Dataset records:

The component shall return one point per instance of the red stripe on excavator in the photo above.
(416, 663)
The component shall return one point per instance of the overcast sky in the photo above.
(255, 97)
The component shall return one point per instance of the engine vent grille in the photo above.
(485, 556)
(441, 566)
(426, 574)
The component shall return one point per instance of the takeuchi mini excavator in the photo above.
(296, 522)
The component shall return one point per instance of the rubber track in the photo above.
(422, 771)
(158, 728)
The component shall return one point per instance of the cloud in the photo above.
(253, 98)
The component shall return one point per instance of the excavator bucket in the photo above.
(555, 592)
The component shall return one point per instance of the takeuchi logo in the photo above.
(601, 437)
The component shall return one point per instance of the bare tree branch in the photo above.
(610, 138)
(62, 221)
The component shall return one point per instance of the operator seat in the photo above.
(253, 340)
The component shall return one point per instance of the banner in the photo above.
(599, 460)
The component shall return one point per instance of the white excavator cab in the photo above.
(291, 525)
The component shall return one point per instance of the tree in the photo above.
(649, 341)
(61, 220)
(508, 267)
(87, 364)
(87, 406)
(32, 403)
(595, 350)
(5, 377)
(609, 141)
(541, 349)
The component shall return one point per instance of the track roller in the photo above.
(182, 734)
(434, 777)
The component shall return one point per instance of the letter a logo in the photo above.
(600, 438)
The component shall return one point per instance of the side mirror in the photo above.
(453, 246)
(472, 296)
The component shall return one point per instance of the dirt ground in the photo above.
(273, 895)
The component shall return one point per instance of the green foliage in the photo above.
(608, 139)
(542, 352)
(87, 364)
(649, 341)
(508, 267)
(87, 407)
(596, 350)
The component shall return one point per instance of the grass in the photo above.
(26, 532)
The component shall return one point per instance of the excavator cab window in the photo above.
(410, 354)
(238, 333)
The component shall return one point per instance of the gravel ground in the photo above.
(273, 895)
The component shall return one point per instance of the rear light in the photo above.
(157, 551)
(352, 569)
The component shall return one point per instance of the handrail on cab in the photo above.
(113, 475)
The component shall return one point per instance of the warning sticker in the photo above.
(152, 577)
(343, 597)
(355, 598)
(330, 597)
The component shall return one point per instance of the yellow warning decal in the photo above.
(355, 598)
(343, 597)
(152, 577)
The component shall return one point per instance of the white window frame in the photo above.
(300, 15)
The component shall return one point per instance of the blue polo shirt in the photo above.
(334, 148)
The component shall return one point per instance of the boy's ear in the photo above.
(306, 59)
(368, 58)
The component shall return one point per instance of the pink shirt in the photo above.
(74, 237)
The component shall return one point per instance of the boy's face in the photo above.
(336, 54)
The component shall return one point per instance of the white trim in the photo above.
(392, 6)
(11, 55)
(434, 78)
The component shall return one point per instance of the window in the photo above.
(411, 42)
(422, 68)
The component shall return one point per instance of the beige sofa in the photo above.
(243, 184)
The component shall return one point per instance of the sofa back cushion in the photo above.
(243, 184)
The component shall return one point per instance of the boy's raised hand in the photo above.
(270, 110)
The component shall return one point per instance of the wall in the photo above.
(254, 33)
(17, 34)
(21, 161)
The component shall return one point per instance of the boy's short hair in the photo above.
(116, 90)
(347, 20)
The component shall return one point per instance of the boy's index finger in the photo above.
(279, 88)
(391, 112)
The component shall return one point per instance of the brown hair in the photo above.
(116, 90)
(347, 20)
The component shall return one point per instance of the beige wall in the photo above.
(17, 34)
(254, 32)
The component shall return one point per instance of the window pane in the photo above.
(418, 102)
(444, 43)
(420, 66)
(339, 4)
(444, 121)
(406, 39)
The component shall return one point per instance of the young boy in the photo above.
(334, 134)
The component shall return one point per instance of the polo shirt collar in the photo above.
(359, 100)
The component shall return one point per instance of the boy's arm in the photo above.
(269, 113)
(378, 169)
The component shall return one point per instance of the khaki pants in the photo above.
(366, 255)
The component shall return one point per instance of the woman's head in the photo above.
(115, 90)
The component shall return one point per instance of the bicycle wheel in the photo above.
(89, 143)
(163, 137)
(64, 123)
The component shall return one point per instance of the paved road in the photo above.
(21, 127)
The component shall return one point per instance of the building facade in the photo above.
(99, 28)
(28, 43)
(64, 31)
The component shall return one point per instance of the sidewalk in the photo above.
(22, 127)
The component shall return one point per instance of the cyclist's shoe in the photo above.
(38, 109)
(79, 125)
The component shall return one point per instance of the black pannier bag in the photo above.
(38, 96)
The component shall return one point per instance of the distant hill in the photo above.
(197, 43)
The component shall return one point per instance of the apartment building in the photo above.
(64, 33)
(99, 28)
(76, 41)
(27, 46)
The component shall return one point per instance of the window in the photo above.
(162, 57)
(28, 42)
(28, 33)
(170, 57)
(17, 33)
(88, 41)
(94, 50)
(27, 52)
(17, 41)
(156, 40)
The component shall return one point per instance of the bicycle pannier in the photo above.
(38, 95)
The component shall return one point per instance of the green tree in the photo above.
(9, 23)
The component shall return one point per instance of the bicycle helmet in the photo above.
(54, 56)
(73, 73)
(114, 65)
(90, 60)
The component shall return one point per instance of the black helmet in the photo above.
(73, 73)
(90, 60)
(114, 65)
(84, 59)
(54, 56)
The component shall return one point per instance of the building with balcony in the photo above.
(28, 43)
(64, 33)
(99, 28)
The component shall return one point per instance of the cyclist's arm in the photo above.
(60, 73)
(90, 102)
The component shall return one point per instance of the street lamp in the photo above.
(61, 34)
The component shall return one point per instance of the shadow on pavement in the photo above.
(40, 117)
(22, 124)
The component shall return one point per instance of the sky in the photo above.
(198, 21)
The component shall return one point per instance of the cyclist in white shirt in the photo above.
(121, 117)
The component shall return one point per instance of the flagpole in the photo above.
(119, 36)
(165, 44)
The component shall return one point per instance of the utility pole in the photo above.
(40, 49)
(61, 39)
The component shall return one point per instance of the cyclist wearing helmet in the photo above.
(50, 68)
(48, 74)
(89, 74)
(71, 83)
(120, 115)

Task directions: Please repeat all the records above exactly as they appear.

Written solution:
The component shall return one point per instance of the red stripe on excavator in the photo above.
(416, 663)
The component shall return one point per instance of the overcast sky in the photo above.
(255, 97)
The component shall return one point per instance of the engine vent grille in the photo above.
(485, 556)
(441, 566)
(426, 574)
The component shall return one point per instance of the takeuchi mini excavator in the photo above.
(296, 522)
The component shall return one point per instance of the rubber track in the photo above.
(422, 771)
(158, 728)
The component shall return one point per instance of the cloud in the photo above.
(253, 98)
The component shall return one point per instance of the excavator bucket in the photo above.
(555, 592)
The component shall return one point per instance of the takeuchi logo in the photo above.
(601, 437)
The component shall return one point per instance of the bare tree branch in the photo above.
(610, 138)
(62, 221)
The component shall return one point per instance of the operator seat in the photo above.
(253, 340)
The component shall return one point per instance of the banner in the photo above.
(599, 460)
The component shall return one point per instance of the white excavator cab in the photo above.
(291, 525)
The component shall return one point per instance of the tree in the photo above.
(649, 341)
(61, 220)
(508, 267)
(87, 364)
(87, 406)
(32, 403)
(595, 350)
(5, 377)
(609, 141)
(541, 349)
The component shall return one point per instance of the track roller in the photo above.
(182, 734)
(434, 777)
The component shall return one point per instance of the letter a logo in the photo above.
(600, 438)
The component shall return one point per instance of the side mirror in the photo above.
(453, 246)
(472, 296)
The component shall return one point per instance of the dirt ground in the photo above.
(273, 895)
The component shall return one point per instance of the green foliage in the photo above.
(608, 139)
(542, 352)
(87, 364)
(649, 341)
(508, 267)
(87, 407)
(596, 350)
The component shall return one point per instance of the grass in the photo above.
(26, 532)
The component shall return one point per instance of the excavator cab window in the photo above.
(410, 354)
(238, 333)
The component shall return one point per instance of the gravel ground in the photo above.
(273, 895)
The component shall return one point per instance of the rear light in the photo above.
(157, 551)
(352, 569)
The component shall return one point per instance of the handrail on cab in the photo above.
(113, 475)
The component shall return one point per instance of the warning sticker in the photo above.
(152, 577)
(343, 597)
(355, 598)
(330, 597)
The component shall return one point per instance of the yellow warning decal in the photo above.
(355, 598)
(343, 597)
(152, 577)
The component shall return one point per instance of the white window frame in the photo above.
(300, 15)
The component shall return one point per instance of the blue polo shirt in the photo above.
(334, 148)
The component shall return one point per instance of the boy's ear in the photo above.
(306, 59)
(368, 58)
The component shall return one point per instance of the pink shirt in the photo above.
(74, 237)
The component shall return one point per instance of the boy's face in the photo above.
(336, 54)
The component shall return one point per instance of the white trim in the photo above.
(392, 6)
(11, 55)
(434, 78)
The component shall return one point per instance of the window in the photo above.
(411, 42)
(422, 68)
The component shall return one point per instance of the beige sofa in the photo above.
(243, 184)
The component shall return one point per instance of the sofa back cushion in the photo above.
(243, 184)
The component shall return one point per instance of the boy's raised hand in the photo above.
(270, 110)
The component shall return one point per instance of the wall in the photo above.
(254, 33)
(17, 34)
(21, 161)
The component shall return one point per instance of the boy's short hair in the photo above.
(116, 90)
(347, 20)
The component shall return one point per instance of the boy's index finger in the photo above.
(279, 88)
(391, 112)
The component shall return one point per instance of the brown hair in the photo above.
(116, 90)
(347, 20)
The component shall return one point per instance of the beige wall in the photo above.
(17, 34)
(254, 32)
The component shall return one point per instance of the window pane in the photo above.
(418, 102)
(444, 43)
(420, 66)
(339, 4)
(444, 121)
(406, 39)
The component shall return one point per instance of the young boy in the photo above.
(334, 134)
The component shall return one point per instance of the polo shirt collar in the photo above.
(359, 100)
The component shall return one point per instance of the boy's arm in the photo above.
(269, 113)
(378, 169)
The component shall return one point per instance of the khaki pants in the photo above.
(366, 255)
The component shall return one point per instance of the woman's head in the photo above.
(115, 90)
The component shall return one point per instance of the bicycle wheel in the photo above.
(89, 143)
(163, 137)
(64, 123)
The component shall return one point per instance of the paved road in the photo above.
(21, 127)
The component shall return one point per instance of the building facade in the photo above.
(99, 28)
(28, 43)
(64, 31)
The component shall return one point per instance of the sidewalk in the photo above.
(22, 127)
The component shall return one point per instance of the cyclist's shoe in the photo above.
(38, 109)
(79, 125)
The component shall return one point per instance of the black pannier bag in the photo above.
(38, 96)
The component shall return one point per instance of the distant hill in the photo above.
(197, 43)
The component shall return one point per instance of the apartment building in the photo above.
(64, 33)
(99, 28)
(76, 41)
(27, 46)
The component shall return one point per instance of the window in the photo above.
(162, 57)
(28, 42)
(28, 33)
(170, 57)
(17, 33)
(88, 41)
(94, 50)
(27, 52)
(17, 41)
(156, 40)
The component shall return one point per instance of the bicycle pannier in the photo above.
(38, 95)
The component shall return one point per instance of the green tree in the photo above.
(9, 23)
The component shall return one point per instance of the bicycle helmet in the photo above.
(54, 56)
(73, 73)
(114, 65)
(90, 60)
The component shall return one point per instance of the black helmet in the photo above.
(73, 73)
(90, 60)
(114, 65)
(84, 59)
(54, 56)
The component shall return one point per instance of the building with balcony in the photo above.
(28, 43)
(64, 33)
(99, 28)
The component shall return one point per instance of the cyclist's arm in the photo above.
(60, 73)
(90, 102)
The component shall return one point per instance of the street lamp in the photo above.
(61, 34)
The component shall return one point per instance of the shadow on pavement in the photo above.
(40, 117)
(22, 124)
The component shall return one point per instance of the sky in the photo above.
(198, 21)
The component shall return one point per instance of the cyclist in white shirt in the photo above.
(121, 117)
The component shall return one point per instance of the flagpole in the photo above.
(119, 36)
(165, 44)
The component shall return one point per instance of the utility pole in the photo above.
(40, 49)
(61, 39)
The component shall return one point per instance of the cyclist wearing helmet in the photo above.
(50, 68)
(48, 74)
(89, 74)
(71, 83)
(120, 115)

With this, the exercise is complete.